▶ Your instructions
Using the data that follows, say how many lines contain the word "rough", giving the number by itself.

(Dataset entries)
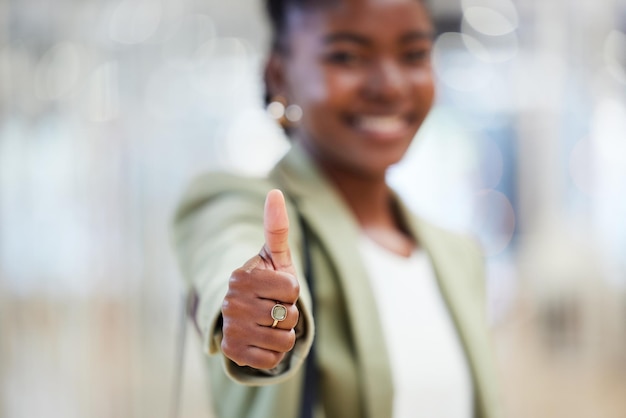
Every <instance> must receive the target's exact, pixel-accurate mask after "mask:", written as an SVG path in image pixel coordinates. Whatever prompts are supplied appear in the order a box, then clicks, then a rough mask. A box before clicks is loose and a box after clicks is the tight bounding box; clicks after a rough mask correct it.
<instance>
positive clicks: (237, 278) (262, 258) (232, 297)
mask: <svg viewBox="0 0 626 418" xmlns="http://www.w3.org/2000/svg"><path fill="white" fill-rule="evenodd" d="M263 226H264V230H265V244H264V245H263V248H262V249H261V251H260V253H259V254H258V255H255V256H254V257H252V258H251V259H250V260H248V261H247V262H246V263H245V264H244V265H243V266H242V267H240V268H238V269H237V270H235V271H234V272H233V273H232V275H231V277H230V281H229V283H228V291H227V293H226V297H225V298H224V302H223V304H222V318H223V325H222V332H223V339H222V352H223V353H224V355H225V356H226V357H228V358H229V359H231V360H232V361H234V362H235V363H236V364H238V365H239V366H250V367H253V368H255V369H272V368H274V367H276V366H277V365H278V364H279V363H280V362H281V361H282V359H283V358H284V357H285V354H286V353H287V352H289V351H290V350H291V349H292V348H293V347H294V345H295V342H296V334H295V331H294V327H295V326H296V324H297V323H298V316H299V313H298V308H297V307H296V304H295V303H296V301H297V300H298V296H299V294H300V285H299V284H298V280H297V278H296V273H295V268H294V266H293V263H292V261H291V253H290V251H289V242H288V235H289V218H288V217H287V209H286V207H285V198H284V197H283V194H282V193H281V192H280V191H279V190H272V191H270V192H269V193H268V194H267V198H266V201H265V213H264V220H263Z"/></svg>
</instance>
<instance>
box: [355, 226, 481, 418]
mask: <svg viewBox="0 0 626 418" xmlns="http://www.w3.org/2000/svg"><path fill="white" fill-rule="evenodd" d="M360 250H361V254H362V256H363V261H364V262H365V266H366V267H367V270H368V271H369V273H370V280H371V284H372V288H373V290H374V294H375V295H376V303H377V305H378V310H379V312H380V316H381V324H382V326H383V329H384V333H385V340H386V345H387V349H388V352H389V357H390V362H391V372H392V377H393V384H394V400H393V418H408V417H429V418H471V417H472V416H473V388H472V380H471V375H470V370H469V366H468V363H467V361H466V358H465V354H464V351H463V348H462V346H461V342H460V339H459V337H458V335H457V332H456V328H455V326H454V323H453V321H452V319H451V317H450V313H449V312H448V309H447V306H446V304H445V302H444V300H443V297H442V295H441V292H440V291H439V287H438V284H437V280H436V278H435V275H434V272H433V269H432V266H431V263H430V260H429V258H428V256H427V255H426V253H425V252H424V251H423V250H416V251H415V252H413V254H411V256H410V257H408V258H405V257H402V256H400V255H397V254H395V253H393V252H391V251H389V250H387V249H385V248H383V247H381V246H379V245H378V244H376V243H375V242H374V241H372V240H371V239H370V238H368V237H366V236H363V237H362V239H361V242H360Z"/></svg>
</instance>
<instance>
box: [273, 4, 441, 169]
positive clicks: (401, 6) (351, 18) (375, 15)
mask: <svg viewBox="0 0 626 418" xmlns="http://www.w3.org/2000/svg"><path fill="white" fill-rule="evenodd" d="M432 35H433V28H432V24H431V20H430V17H429V15H428V13H427V11H426V9H425V7H424V5H423V4H422V2H421V1H419V0H341V1H336V2H334V5H332V6H330V5H327V6H324V7H314V8H309V9H299V8H295V7H292V8H290V9H289V11H288V14H287V25H286V30H285V34H284V37H283V39H282V41H283V42H284V52H280V53H279V52H275V53H274V54H273V56H272V57H271V59H270V61H269V64H268V71H267V76H268V77H267V80H268V84H269V89H270V92H271V93H273V94H279V95H282V96H284V97H286V98H287V100H288V101H289V102H290V103H295V104H298V105H299V106H300V107H301V108H302V110H303V118H302V120H301V121H300V122H298V123H297V124H296V125H295V126H294V127H293V128H292V137H293V138H294V140H296V141H301V142H302V144H303V145H304V147H305V149H306V150H307V151H308V152H309V153H310V154H311V156H312V157H313V158H314V159H315V160H316V161H317V163H318V164H319V165H320V166H321V167H322V168H323V169H325V170H326V171H329V170H330V171H333V172H350V173H352V174H357V175H360V176H367V177H371V176H374V177H380V176H384V174H385V171H386V169H387V168H388V167H389V166H390V165H391V164H394V163H396V162H398V161H399V160H400V159H401V158H402V156H403V155H404V153H405V152H406V150H407V148H408V147H409V145H410V143H411V140H412V139H413V137H414V135H415V133H416V132H417V130H418V128H419V127H420V125H421V124H422V122H423V120H424V118H425V117H426V115H427V114H428V111H429V110H430V108H431V106H432V102H433V96H434V85H433V84H434V83H433V75H432V69H431V64H430V50H431V47H432Z"/></svg>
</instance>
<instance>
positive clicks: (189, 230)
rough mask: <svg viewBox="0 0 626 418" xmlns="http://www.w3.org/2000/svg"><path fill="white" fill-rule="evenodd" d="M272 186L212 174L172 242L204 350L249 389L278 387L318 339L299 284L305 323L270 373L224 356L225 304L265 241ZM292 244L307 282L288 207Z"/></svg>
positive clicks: (292, 221) (300, 315)
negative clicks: (282, 381)
mask: <svg viewBox="0 0 626 418" xmlns="http://www.w3.org/2000/svg"><path fill="white" fill-rule="evenodd" d="M271 188H272V185H271V184H270V183H269V182H268V181H266V180H262V179H253V178H242V177H237V176H233V175H229V174H217V173H213V174H209V175H205V176H203V177H201V178H199V179H197V180H196V181H195V182H194V183H192V185H191V187H189V189H188V191H187V193H186V194H185V196H184V198H183V199H182V203H181V204H180V206H179V208H178V210H177V212H176V215H175V219H174V225H173V240H174V243H173V245H174V248H175V250H176V253H177V257H178V261H179V265H180V268H181V272H182V275H183V277H184V279H185V281H186V283H187V285H188V287H192V288H194V289H195V291H196V292H197V294H198V297H199V303H198V307H197V310H196V318H195V320H196V323H197V324H198V327H199V329H200V332H201V334H202V341H203V348H204V350H205V352H206V353H207V354H209V355H221V356H223V358H224V370H225V372H226V374H227V375H228V376H229V377H230V378H232V379H233V380H234V381H236V382H239V383H243V384H248V385H265V384H273V383H279V382H281V381H284V380H286V379H288V378H289V377H291V376H292V375H293V374H295V373H296V372H297V370H298V369H299V367H300V366H301V365H302V364H303V363H304V359H305V358H306V356H307V354H308V352H309V350H310V348H311V344H312V341H313V321H312V317H311V311H310V306H311V304H310V295H309V293H308V289H307V288H306V282H305V281H304V280H302V279H301V280H300V285H301V293H300V298H299V300H298V308H299V310H300V321H299V323H298V325H297V326H296V336H297V338H296V344H295V347H294V348H293V350H292V351H291V352H290V353H289V355H288V356H286V357H285V360H284V361H283V363H282V364H280V365H279V366H278V367H277V368H276V369H274V370H271V371H261V370H256V369H253V368H251V367H241V366H238V365H237V364H235V363H234V362H232V361H231V360H229V359H228V358H226V357H225V356H224V355H223V354H222V353H221V348H220V347H221V341H222V328H221V327H222V318H221V306H222V301H223V299H224V296H225V295H226V292H227V289H228V281H229V278H230V276H231V273H232V272H233V271H234V270H235V269H236V268H238V267H240V266H241V265H243V264H244V263H245V262H246V261H247V260H248V259H250V258H251V257H252V256H254V255H255V254H258V253H259V251H260V249H261V247H262V245H263V243H264V235H263V210H264V203H265V195H266V193H267V191H268V190H270V189H271ZM288 213H289V217H290V246H291V249H292V257H293V259H294V264H295V267H296V272H297V274H298V278H302V277H303V276H302V268H301V262H300V260H301V256H300V253H301V249H300V246H301V245H300V242H299V241H300V231H299V228H298V225H297V219H298V218H297V214H296V213H295V210H294V208H293V207H292V206H291V205H289V203H288Z"/></svg>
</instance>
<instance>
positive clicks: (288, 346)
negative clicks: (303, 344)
mask: <svg viewBox="0 0 626 418" xmlns="http://www.w3.org/2000/svg"><path fill="white" fill-rule="evenodd" d="M295 346H296V332H295V331H294V330H290V331H289V334H287V350H286V351H291V350H293V348H294V347H295Z"/></svg>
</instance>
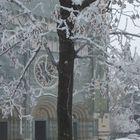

▶ Result of the task
2